▸ BRIEF
Copy the records below exactly as they stand. Leave out the pictures.

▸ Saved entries

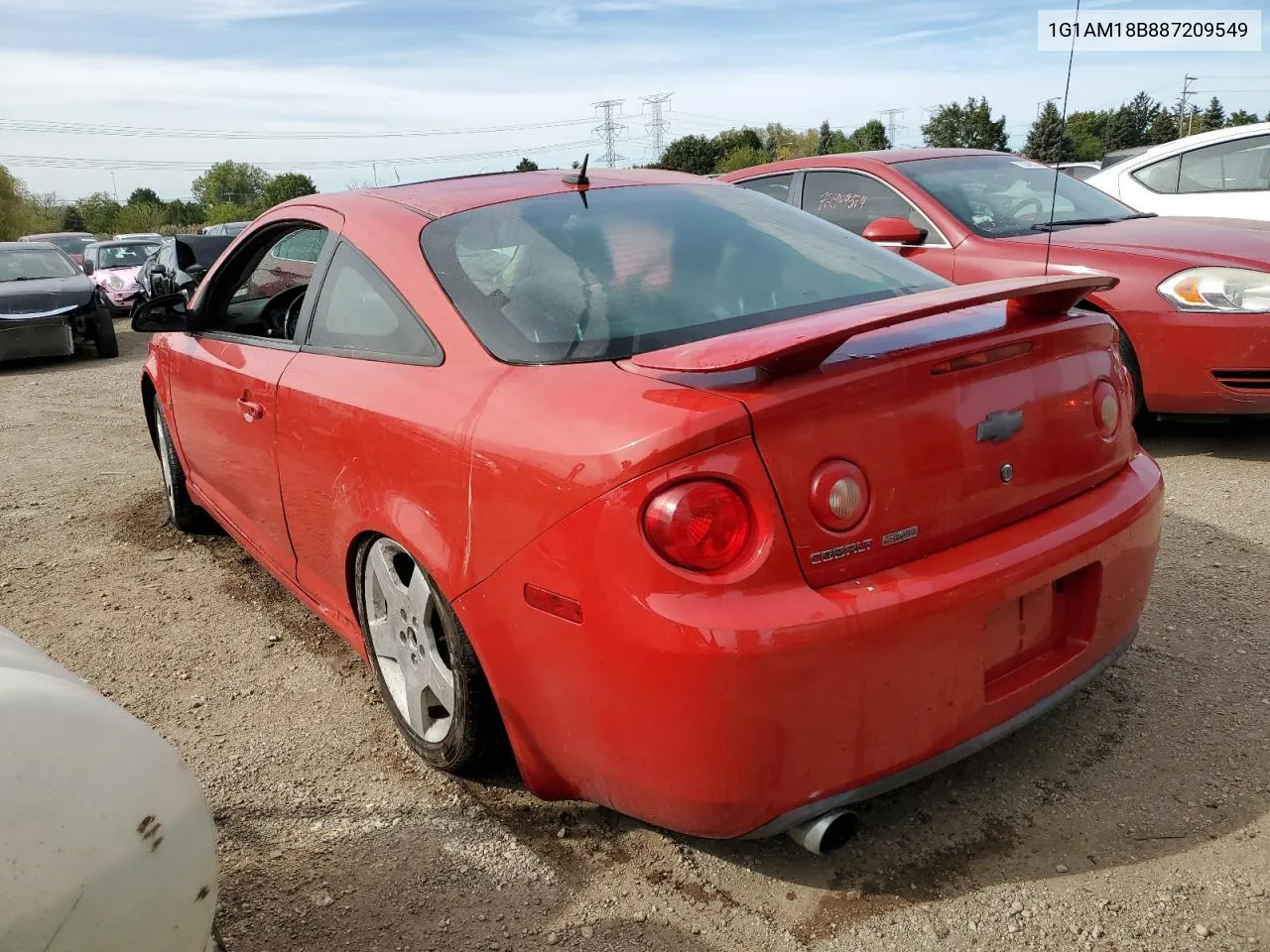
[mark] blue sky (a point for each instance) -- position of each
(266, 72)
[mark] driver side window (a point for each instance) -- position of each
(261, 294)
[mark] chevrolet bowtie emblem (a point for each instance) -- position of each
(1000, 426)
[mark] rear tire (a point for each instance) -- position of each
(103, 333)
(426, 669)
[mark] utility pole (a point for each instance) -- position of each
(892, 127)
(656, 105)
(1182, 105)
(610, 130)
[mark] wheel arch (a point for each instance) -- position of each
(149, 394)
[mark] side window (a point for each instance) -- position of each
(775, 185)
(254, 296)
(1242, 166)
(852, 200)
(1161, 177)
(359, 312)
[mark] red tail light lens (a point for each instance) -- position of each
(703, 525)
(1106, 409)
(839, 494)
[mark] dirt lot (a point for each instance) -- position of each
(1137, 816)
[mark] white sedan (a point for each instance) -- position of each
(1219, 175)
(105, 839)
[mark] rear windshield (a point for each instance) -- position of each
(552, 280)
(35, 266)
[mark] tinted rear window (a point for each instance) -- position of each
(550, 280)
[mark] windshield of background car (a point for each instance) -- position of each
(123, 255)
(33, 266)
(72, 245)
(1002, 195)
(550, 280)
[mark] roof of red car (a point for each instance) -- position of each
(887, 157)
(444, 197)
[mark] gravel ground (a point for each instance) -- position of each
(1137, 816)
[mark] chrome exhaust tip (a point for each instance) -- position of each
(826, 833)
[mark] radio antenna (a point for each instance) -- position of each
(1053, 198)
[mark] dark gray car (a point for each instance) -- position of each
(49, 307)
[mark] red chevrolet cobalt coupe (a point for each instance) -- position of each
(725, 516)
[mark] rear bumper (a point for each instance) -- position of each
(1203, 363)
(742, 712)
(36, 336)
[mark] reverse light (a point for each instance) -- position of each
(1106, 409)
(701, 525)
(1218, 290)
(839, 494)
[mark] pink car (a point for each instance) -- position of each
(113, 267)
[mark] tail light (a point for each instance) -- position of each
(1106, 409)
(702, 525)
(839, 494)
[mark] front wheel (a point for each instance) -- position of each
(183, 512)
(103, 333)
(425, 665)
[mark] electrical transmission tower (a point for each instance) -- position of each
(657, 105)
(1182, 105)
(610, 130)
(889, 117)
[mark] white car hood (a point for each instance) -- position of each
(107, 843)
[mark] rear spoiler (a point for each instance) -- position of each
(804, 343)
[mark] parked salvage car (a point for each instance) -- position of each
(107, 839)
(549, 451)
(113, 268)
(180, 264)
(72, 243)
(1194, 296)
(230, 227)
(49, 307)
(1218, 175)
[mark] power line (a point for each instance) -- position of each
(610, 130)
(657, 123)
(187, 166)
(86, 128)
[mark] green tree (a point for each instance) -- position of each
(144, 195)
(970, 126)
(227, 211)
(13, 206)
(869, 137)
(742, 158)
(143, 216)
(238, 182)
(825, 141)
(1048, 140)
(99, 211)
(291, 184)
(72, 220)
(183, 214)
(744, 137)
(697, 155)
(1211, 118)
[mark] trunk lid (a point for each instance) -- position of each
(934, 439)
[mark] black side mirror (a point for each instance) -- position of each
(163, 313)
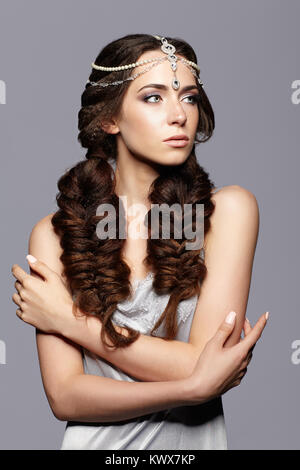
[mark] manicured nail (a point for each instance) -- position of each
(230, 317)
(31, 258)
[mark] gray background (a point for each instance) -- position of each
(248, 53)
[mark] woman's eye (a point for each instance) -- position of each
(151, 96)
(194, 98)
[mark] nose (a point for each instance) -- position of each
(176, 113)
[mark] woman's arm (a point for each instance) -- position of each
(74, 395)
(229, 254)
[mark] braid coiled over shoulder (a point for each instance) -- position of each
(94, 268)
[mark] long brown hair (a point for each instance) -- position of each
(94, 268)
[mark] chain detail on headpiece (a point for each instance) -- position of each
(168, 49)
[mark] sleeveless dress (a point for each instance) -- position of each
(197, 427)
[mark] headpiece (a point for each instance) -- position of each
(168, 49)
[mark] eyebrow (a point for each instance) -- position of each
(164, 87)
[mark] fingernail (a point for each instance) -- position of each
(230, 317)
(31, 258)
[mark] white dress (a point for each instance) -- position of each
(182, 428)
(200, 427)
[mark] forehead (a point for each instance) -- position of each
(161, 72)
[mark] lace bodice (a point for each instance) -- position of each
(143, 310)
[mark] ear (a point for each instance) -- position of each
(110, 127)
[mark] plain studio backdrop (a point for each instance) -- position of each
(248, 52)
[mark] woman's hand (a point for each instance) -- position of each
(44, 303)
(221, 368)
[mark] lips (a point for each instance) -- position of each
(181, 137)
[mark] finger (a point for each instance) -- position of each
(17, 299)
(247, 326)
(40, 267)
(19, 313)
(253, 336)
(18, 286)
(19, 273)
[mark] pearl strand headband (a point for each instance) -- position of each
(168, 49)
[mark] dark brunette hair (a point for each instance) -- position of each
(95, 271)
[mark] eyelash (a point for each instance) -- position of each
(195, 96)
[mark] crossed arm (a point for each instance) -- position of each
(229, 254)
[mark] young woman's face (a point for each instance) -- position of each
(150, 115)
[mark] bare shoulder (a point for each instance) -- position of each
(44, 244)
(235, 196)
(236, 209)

▸ RESULT OF THE TASK
[mark] blue sky (a point for each instance) -- position of each
(266, 72)
[mark] driver side window (a point for each instance) -- position of each
(261, 294)
[mark] chevrolet bowtie emblem (a point for each instance) -- position of each
(1000, 426)
[mark] rear tire (a point for each instance) -- position of each
(103, 333)
(426, 669)
[mark] utility pole (a point for each instance) -- position of each
(892, 127)
(656, 105)
(1182, 105)
(610, 130)
[mark] wheel arch (a point for each instance) -- position of each
(149, 394)
[mark] side window (a point for each instance) -- position of each
(775, 185)
(254, 296)
(1242, 166)
(852, 200)
(1161, 177)
(359, 312)
[mark] red tail light lens (a point for each instance) -- position of each
(703, 525)
(1106, 409)
(839, 494)
[mark] dirt lot (a point for each instance) -- position of each
(1137, 816)
[mark] white sedan (a point for each instance) -- position of each
(1219, 175)
(105, 839)
[mark] rear windshield (a point for each instance) -- position of each
(552, 280)
(35, 266)
[mark] tinted rear window (a point for each instance) -- position of each
(550, 280)
[mark] windshield of background car (a point for each instance) -- position of each
(123, 255)
(33, 266)
(72, 245)
(1002, 195)
(550, 280)
[mark] roof of red car (a point for each instance) -- position of each
(887, 157)
(444, 197)
[mark] gravel ground (a point for each instance) -- position of each
(1137, 816)
[mark] chrome exhaust tip (a point for each instance) -- position of each
(826, 833)
[mark] radio antenna (a point for each instance) -- position of each
(1053, 198)
[mark] dark gray car (a point for each instance) -- position of each
(49, 307)
[mark] red chevrolet cobalt coupe (a point for each instance) -- position of each
(725, 516)
[mark] rear bumper (a point for each instance) -- position of each
(1203, 363)
(742, 712)
(36, 336)
[mark] reverse light (a point for each instance) -- position of each
(1106, 409)
(701, 525)
(1218, 290)
(839, 494)
[mark] pink car (a point for each instance) -- position of each
(113, 267)
[mark] tail light (a point for each instance) -- position of each
(1106, 409)
(702, 525)
(839, 494)
[mark] front wheel (a point for each instance) -- position of each
(183, 512)
(103, 333)
(425, 665)
[mark] electrical transmission tower (a point for each instance) -- position of each
(657, 105)
(1182, 105)
(610, 130)
(889, 117)
[mark] white car hood (a point for each instance) -- position of each
(107, 843)
[mark] rear spoiler (a point for each instance) -- position of each
(804, 343)
[mark] parked salvage car (a point for each instance) -- position of each
(107, 839)
(549, 451)
(113, 268)
(180, 264)
(72, 243)
(1194, 296)
(230, 227)
(49, 307)
(1218, 175)
[mark] power line (a point for each instance) -- position of each
(610, 130)
(657, 123)
(187, 166)
(86, 128)
[mark] green tree (a point for each instance) -- position of each
(144, 195)
(970, 126)
(227, 211)
(13, 206)
(869, 137)
(742, 158)
(143, 216)
(238, 182)
(825, 141)
(1048, 140)
(99, 211)
(291, 184)
(72, 220)
(183, 214)
(744, 137)
(697, 155)
(1211, 118)
[mark] trunk lid (a point for each instance) -- position of each
(934, 439)
[mark] black side mirror (a point for each instance) -- position of each
(163, 313)
[mark] manicured nail (a point for each instance) -- position of each
(230, 317)
(31, 258)
[mark] gray background (a point for each instance) -- position of each
(248, 53)
[mark] woman's eye (a point for each instance) -- position of each
(151, 96)
(194, 98)
[mark] nose (a point for each instance) -- position of each
(176, 113)
[mark] woman's arm (a point for each instance) -- position of each
(74, 395)
(229, 254)
[mark] braid coiled over shoulder (a point for each instance) -- position of each
(94, 268)
[mark] long brown hair (a point for each instance) -- position of each
(94, 268)
[mark] chain detail on headpiece (a point for each instance) -- position of each
(168, 49)
[mark] sleeveless dress (a point for each instance) -- position of each
(197, 427)
[mark] headpiece (a point for each instance) -- position of each
(168, 49)
[mark] eyebrow (a point for each instance) -- position of each
(164, 87)
[mark] fingernail (a point for each instance) -- position of each
(230, 317)
(31, 258)
[mark] white dress (a point for each instance) -- position of each
(182, 428)
(200, 427)
[mark] forehead (a point for each instance) -- position of each
(161, 72)
[mark] lace bodice (a point for each instance) -- position of each
(143, 310)
[mark] ear (a point for each instance) -- position of each
(110, 127)
[mark] plain studio backdrop (a point for each instance) -- position of each
(248, 52)
[mark] woman's hand (a point for each instance) -- position of each
(44, 303)
(221, 368)
[mark] lips (a point for each instance) -- position of each
(181, 137)
[mark] finger (a point for each instance) -- position of each
(17, 299)
(247, 326)
(40, 267)
(19, 313)
(253, 336)
(18, 286)
(19, 273)
[mark] pearl strand headband (a point for each instance) -- position of each
(168, 49)
[mark] dark brunette hair (a point for each instance) -- position of each
(95, 271)
[mark] eyelash (a point for each instance) -- position of each
(195, 96)
[mark] crossed arm (a point for each instance) -- position of each
(229, 254)
[mark] young woman's face (a point for each instance) -- position of each
(150, 115)
[mark] bare shoulder (a point for each instance) -- position of each
(44, 244)
(235, 196)
(236, 209)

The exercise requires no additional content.